■ Problem requirements ■
The exercise asks for every line of the data to be reproduced exactly.
--- start Data for processing ---
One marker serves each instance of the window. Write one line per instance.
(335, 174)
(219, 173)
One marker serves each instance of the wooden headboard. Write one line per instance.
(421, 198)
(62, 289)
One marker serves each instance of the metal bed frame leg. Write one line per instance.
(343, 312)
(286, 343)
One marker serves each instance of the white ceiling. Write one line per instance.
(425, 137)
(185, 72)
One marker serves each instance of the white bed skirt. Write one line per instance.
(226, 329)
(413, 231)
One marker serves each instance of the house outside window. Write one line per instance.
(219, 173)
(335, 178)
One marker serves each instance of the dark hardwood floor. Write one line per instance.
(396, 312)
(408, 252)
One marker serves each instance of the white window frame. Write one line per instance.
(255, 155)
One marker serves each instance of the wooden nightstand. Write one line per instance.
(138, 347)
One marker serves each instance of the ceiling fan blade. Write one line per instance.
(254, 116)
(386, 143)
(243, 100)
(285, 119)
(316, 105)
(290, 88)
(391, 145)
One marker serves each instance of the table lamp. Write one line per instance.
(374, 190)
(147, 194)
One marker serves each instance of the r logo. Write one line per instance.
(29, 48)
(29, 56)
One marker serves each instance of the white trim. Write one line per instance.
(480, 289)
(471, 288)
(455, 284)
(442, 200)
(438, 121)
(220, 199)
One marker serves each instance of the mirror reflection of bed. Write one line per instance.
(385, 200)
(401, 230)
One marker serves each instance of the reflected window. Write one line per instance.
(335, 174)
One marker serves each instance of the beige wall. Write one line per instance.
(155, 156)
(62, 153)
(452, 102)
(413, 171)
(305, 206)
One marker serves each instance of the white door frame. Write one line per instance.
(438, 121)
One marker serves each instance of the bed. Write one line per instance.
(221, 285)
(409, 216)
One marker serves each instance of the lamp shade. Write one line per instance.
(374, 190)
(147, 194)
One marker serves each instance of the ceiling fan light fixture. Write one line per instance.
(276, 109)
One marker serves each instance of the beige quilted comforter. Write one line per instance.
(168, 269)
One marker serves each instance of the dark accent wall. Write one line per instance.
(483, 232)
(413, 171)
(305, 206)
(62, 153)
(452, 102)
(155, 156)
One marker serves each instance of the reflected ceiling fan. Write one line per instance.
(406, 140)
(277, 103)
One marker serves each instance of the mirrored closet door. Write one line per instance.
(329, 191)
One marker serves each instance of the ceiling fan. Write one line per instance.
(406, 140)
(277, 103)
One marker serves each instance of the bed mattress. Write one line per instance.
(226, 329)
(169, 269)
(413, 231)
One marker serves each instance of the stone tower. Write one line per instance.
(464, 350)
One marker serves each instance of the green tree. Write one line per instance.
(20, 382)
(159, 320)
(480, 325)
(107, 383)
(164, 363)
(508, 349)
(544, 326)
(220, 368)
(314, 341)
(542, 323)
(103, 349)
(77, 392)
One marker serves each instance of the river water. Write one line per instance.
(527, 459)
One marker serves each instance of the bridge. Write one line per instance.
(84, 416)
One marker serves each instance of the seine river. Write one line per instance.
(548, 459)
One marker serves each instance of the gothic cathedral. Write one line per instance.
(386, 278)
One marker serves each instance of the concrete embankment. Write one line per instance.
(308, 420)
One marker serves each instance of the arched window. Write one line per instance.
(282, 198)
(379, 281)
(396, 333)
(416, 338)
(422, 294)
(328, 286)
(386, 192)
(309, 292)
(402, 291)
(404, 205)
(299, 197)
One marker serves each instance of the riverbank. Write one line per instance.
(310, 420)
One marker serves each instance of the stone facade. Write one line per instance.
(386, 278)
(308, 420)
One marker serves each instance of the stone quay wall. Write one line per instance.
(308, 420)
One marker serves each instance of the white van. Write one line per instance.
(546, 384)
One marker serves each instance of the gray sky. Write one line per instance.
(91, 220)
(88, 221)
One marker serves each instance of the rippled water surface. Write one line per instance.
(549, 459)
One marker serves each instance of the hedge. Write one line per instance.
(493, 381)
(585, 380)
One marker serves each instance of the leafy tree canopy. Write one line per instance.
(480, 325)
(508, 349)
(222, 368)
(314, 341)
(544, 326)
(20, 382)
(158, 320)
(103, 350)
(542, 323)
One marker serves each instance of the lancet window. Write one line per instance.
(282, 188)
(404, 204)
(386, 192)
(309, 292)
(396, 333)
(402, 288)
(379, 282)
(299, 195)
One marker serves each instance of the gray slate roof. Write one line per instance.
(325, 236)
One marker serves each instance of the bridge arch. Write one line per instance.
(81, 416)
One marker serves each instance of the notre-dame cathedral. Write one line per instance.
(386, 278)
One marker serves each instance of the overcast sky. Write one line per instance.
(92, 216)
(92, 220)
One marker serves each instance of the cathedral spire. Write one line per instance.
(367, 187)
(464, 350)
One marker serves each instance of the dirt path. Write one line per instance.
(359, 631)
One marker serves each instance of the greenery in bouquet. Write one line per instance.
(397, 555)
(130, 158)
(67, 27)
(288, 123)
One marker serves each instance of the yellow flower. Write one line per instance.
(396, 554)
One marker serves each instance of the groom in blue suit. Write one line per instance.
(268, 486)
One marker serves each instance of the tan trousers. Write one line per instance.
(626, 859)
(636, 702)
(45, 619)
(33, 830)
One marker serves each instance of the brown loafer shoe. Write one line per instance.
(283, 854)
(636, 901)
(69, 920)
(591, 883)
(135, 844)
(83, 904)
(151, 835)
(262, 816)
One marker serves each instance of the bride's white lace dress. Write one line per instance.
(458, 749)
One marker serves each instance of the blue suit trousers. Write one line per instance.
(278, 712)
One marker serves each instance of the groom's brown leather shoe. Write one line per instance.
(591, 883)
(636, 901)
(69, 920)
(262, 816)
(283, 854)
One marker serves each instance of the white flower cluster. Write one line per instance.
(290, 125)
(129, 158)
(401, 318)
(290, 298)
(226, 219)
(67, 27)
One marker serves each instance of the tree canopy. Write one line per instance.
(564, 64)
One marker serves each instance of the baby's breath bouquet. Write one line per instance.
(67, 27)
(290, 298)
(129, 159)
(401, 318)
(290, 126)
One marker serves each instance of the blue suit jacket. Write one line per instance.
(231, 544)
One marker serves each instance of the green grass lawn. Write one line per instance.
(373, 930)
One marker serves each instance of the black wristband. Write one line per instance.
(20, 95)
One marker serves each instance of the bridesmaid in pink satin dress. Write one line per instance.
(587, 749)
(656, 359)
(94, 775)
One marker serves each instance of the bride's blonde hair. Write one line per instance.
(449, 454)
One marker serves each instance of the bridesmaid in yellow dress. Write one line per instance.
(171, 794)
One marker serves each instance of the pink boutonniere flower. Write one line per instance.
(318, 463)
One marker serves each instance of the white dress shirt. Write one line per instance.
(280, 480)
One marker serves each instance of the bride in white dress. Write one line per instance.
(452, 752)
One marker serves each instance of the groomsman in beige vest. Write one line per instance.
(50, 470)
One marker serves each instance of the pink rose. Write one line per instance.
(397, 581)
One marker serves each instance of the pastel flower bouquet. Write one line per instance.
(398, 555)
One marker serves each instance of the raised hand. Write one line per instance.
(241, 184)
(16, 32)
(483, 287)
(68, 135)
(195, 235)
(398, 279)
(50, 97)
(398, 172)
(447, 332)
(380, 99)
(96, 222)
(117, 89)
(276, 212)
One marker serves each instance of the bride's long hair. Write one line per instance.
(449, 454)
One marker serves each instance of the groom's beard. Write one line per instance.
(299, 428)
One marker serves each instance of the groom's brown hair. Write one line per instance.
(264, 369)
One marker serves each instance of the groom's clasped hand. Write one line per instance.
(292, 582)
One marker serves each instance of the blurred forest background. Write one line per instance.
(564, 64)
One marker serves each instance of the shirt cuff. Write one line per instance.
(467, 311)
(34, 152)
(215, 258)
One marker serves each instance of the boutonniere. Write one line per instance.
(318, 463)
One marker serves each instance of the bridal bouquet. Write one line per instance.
--- end Data for processing ---
■ Reply ■
One marker serves each instance of the window. Write one line per instance.
(335, 174)
(219, 173)
One marker serves each instance of the wooden headboard. Write one line per instance.
(421, 198)
(62, 289)
One marker serves each instance of the metal bed frame leg. Write one line per instance.
(343, 312)
(286, 343)
One marker serves each instance of the white ceiling. Write one line per instance.
(425, 137)
(185, 72)
One marker serves each instance of the white bed skirt. Write one line per instance.
(226, 329)
(413, 231)
One marker serves each instance of the house outside window. Write one line per instance.
(219, 173)
(335, 178)
One marker serves each instance of the dark hardwood floor. Write one line per instance.
(396, 312)
(408, 252)
One marker serves each instance of the white window frame. Write one line per instance.
(255, 155)
One marker serves each instance of the wooden nightstand. Write one line per instance.
(138, 347)
One marker serves each instance of the ceiling fan blade. Write one line per instance.
(254, 116)
(386, 143)
(243, 100)
(285, 119)
(316, 105)
(290, 88)
(391, 145)
One marker serves each instance of the table lamp. Write one line per instance.
(374, 190)
(147, 194)
One marker serves each instance of the r logo. Write one line per instance.
(29, 48)
(29, 56)
One marker serves each instance of the white trim. Write one line per instance.
(480, 289)
(471, 288)
(455, 284)
(442, 200)
(438, 121)
(220, 199)
One marker serves each instance of the mirror reflection of bed. Write one line per instance.
(385, 200)
(401, 230)
One marker serves each instance of the reflected window. Write one line per instance.
(335, 174)
One marker serves each instance of the beige wall. Write one line per instance.
(155, 156)
(62, 153)
(452, 102)
(413, 171)
(305, 206)
One marker serves each instance of the white door frame. Write one line per instance.
(438, 121)
One marker serves each instance of the bed. Write one line per instance.
(221, 285)
(409, 216)
One marker serves each instance of the lamp shade. Write one line per instance.
(374, 190)
(147, 194)
One marker serves each instance of the ceiling fan light fixture. Write one line per instance.
(276, 109)
One marker serves each instance of the beige quilted comforter. Write one line per instance.
(168, 269)
One marker serves each instance of the dark accent wall. Write one line per instance.
(483, 232)
(413, 171)
(305, 206)
(62, 153)
(452, 102)
(155, 156)
One marker serves each instance of the reflected ceiling fan. Write one line per instance.
(406, 140)
(277, 103)
One marker serves each instance of the mirrored closet door. Write one line per instance.
(329, 191)
One marker serves each instance of the ceiling fan. Write one line per instance.
(406, 140)
(277, 103)
One marker serves each instance of the bed mattress. Write one line per instance.
(226, 329)
(169, 269)
(413, 231)
One marker serves each instance of the stone tower. Write one line per instance.
(464, 350)
One marker serves each instance of the green tree. Write one line per instance.
(20, 382)
(159, 320)
(480, 325)
(107, 383)
(164, 363)
(508, 349)
(544, 326)
(220, 368)
(314, 341)
(542, 323)
(103, 349)
(77, 392)
One marker serves each instance of the river water. Write one line per instance.
(527, 459)
One marker serves each instance of the bridge. Write one line per instance.
(84, 416)
One marker serves each instance of the seine river. Write one line per instance.
(548, 459)
One marker serves each instance of the gothic cathedral. Write one line per instance.
(386, 278)
One marker serves each instance of the concrete embankment. Write one line per instance.
(308, 420)
One marker serves each instance of the arched window. Write one line per instance.
(282, 198)
(379, 281)
(396, 333)
(416, 338)
(422, 294)
(328, 286)
(386, 192)
(309, 292)
(402, 291)
(404, 205)
(299, 197)
One marker serves each instance of the riverbank. Write one line per instance.
(310, 420)
One marker serves each instance of the stone facade. Write one line per instance.
(386, 278)
(308, 420)
One marker serves each instance of the stone quay wall. Write one line per instance.
(308, 420)
One marker serves each instance of the white van. Write one line per instance.
(546, 384)
One marker serves each instance of the gray sky. Write one line per instance.
(91, 220)
(88, 221)
One marker serves each instance of the rippled water surface. Write one line per instance.
(549, 459)
One marker serves each instance of the hedge. Write one line per instance.
(493, 381)
(585, 380)
One marker serves each instance of the leafy tree canopy. Write one line per instance.
(480, 325)
(508, 349)
(222, 368)
(314, 341)
(544, 326)
(20, 382)
(158, 320)
(103, 350)
(542, 323)
One marker serves each instance of the lancet window. Write one line per instance.
(282, 188)
(404, 204)
(386, 192)
(309, 292)
(396, 333)
(402, 288)
(379, 282)
(299, 195)
One marker serves each instance of the gray slate roof. Write one line per instance.
(325, 236)
One marker serves each instance of the bridge arch. Write one line per instance.
(81, 416)
One marker serves each instance of the notre-dame cathedral. Write one line per instance.
(386, 278)
One marker serves each instance of the overcast sky. Write one line per instance.
(92, 216)
(92, 220)
One marker serves each instance of the cathedral spire. Write one line per instance.
(367, 187)
(464, 350)
One marker serves each instance of the dirt path. Write one line per instance.
(359, 631)
One marker serves each instance of the greenery in bouquet. Write one line per instance.
(397, 555)
(130, 158)
(67, 27)
(288, 123)
One marker serves each instance of the yellow flower. Write one line per instance.
(396, 554)
One marker serves each instance of the groom in blue suit. Write one line per instance.
(268, 486)
One marker serves each instance of the tan trousers. Write one line per instance.
(626, 859)
(636, 702)
(45, 619)
(33, 830)
One marker serves each instance of the brown loafer shoe. Write one line per instance.
(283, 854)
(636, 901)
(69, 920)
(591, 883)
(135, 844)
(83, 904)
(151, 835)
(262, 816)
One marker serves each instance of the bride's white lace dress. Write one line per instance.
(458, 749)
One marker serves each instance of the blue suit trousers. Write one line per instance.
(278, 712)
One marker serves each instance of the groom's brown leather shoe. Write one line per instance.
(591, 883)
(636, 901)
(69, 920)
(262, 816)
(283, 854)
One marker serves each instance of the white flower cluster. Write one line per instance.
(290, 125)
(129, 158)
(401, 318)
(290, 298)
(226, 219)
(67, 27)
One marker serves each instance of the tree canopy. Write one line per instance.
(564, 64)
One marker serves each instance of the baby's breath bouquet. Write one line per instance.
(67, 27)
(290, 298)
(129, 159)
(401, 318)
(290, 126)
One marker serves each instance of the blue suit jacket. Write one line per instance.
(231, 544)
One marker serves each instance of the green grass lawn. Write one line per instance.
(373, 930)
One marker serves each instance of the black wristband. Write one line per instance.
(20, 95)
One marker serves each instance of the bridesmaid in pink satin dress. Write one line per instance.
(587, 749)
(656, 359)
(94, 775)
One marker serves each instance of the bride's blonde hair. Write one line per instance.
(449, 454)
One marker serves each instance of the bridesmaid in yellow dress. Write one line per instance.
(171, 794)
One marker serves each instance of the pink boutonniere flower. Write one line per instance.
(318, 463)
One marker serves each instance of the white dress shirt. Write one line per instance.
(280, 480)
One marker serves each instance of the bride in white dress. Write one line per instance.
(452, 752)
One marker serves each instance of the groomsman in beige vest. Write one line per instance.
(50, 470)
One marker serves each instance of the pink rose. Write one line per instance.
(397, 581)
One marker serves each instance of the pastel flower bouquet. Write one line per instance.
(398, 555)
One marker serves each instance of the raised hand. Write one line per instance.
(241, 184)
(16, 32)
(483, 287)
(68, 135)
(195, 235)
(398, 279)
(50, 97)
(398, 172)
(447, 332)
(380, 99)
(96, 222)
(117, 89)
(276, 212)
One marker serves each instance of the bride's long hair. Write one line per instance.
(449, 454)
One marker serves each instance of the groom's beard. Write one line per instance.
(299, 428)
One marker serves each instance of the groom's brown hair. Write one line per instance.
(264, 369)
One marker serves each instance of the groom's clasped hand. Write one line per instance.
(292, 582)
One marker serves each instance of the blurred forest background. Write one line per instance.
(564, 64)
One marker serves each instance of the shirt cuff. Write one line per instance.
(467, 311)
(34, 152)
(215, 258)
One marker serves each instance of the boutonniere. Write one line per instance.
(318, 463)
One marker serves each instance of the bridal bouquet. Write one line per instance.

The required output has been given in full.